→ Prompt
Should the word "road" occur in a line of the records, copy that line.

→ Data provided
----

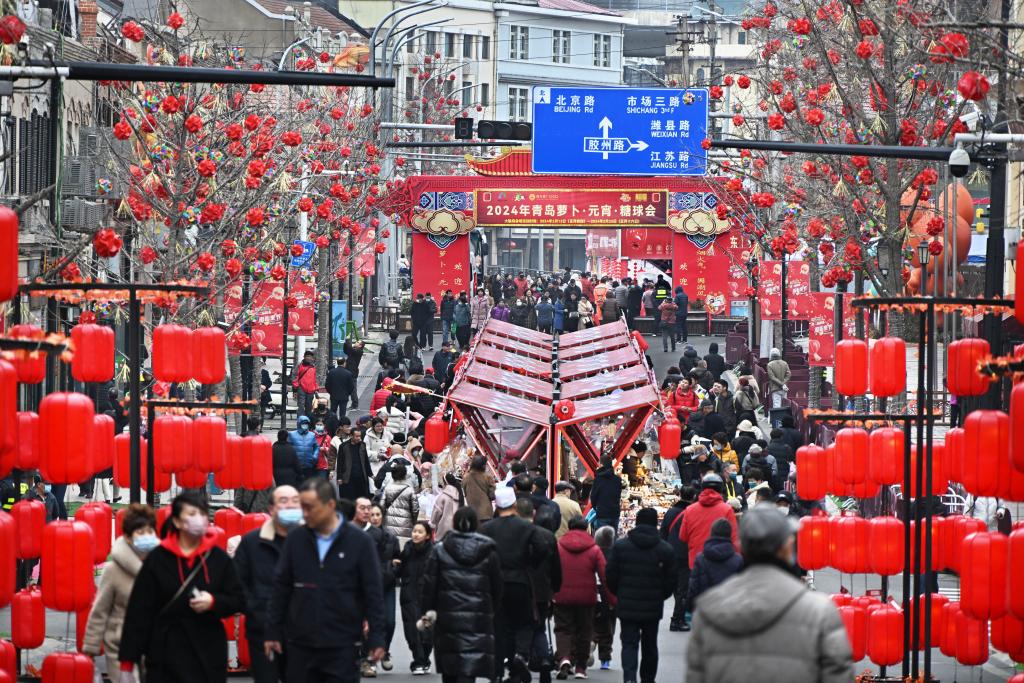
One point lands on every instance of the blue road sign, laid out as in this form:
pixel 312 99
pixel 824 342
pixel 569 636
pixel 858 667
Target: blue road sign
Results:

----

→ Final answer
One point lands on every instance of the blue road sign, laid out as in this form:
Target: blue road sign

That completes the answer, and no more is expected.